*Written request*:
Copy the listing below line for line, without changing a single character.

*Listed records*:

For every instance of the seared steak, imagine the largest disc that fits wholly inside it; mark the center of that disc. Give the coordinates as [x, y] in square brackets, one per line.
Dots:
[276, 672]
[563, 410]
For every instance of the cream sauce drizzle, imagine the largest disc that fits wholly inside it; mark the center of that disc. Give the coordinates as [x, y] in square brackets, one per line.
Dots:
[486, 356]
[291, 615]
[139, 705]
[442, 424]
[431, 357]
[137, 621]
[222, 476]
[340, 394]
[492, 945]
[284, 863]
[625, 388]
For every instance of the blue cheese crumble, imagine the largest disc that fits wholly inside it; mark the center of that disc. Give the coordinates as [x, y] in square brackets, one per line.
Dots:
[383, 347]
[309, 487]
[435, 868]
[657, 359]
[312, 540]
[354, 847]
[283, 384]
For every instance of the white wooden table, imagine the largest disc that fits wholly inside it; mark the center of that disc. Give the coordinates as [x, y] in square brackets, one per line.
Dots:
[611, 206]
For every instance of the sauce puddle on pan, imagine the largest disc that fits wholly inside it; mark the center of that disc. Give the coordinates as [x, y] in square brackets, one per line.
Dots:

*Problem solution*:
For every instance of the seared steak, imagine the largest disc that fits wholly inside it; mark the center of that disc. Give the coordinates as [x, y] in square brackets, one per line.
Dots:
[276, 672]
[563, 410]
For every instance of the cream sauce drizzle, imagine the largest disc that fits wholly inside it; mark the center of that disc. Give the coordinates as [x, y] in square brackets, one per line.
Dots:
[486, 356]
[291, 615]
[139, 705]
[442, 424]
[431, 357]
[137, 621]
[222, 476]
[340, 394]
[492, 945]
[284, 863]
[625, 388]
For every instance of the blue cheese crumble, imagine the largest disc that fits wholly inside it; mark the center of that disc. Give the coordinates as [x, y] in square brackets, one per line.
Dots:
[383, 347]
[309, 487]
[435, 868]
[657, 359]
[312, 540]
[354, 847]
[283, 384]
For every instance of the white wooden table, imagine the largest disc that fits wholly inside it; mark the center of that disc. Give the coordinates as [x, y] in square brackets, one per line.
Dots:
[611, 206]
For every instance of the sauce puddle on pan, imagine the largest disc that fits wholly inside it; mark the center of that disc. Give the coordinates as [x, y] in square brackets, one per line.
Dots:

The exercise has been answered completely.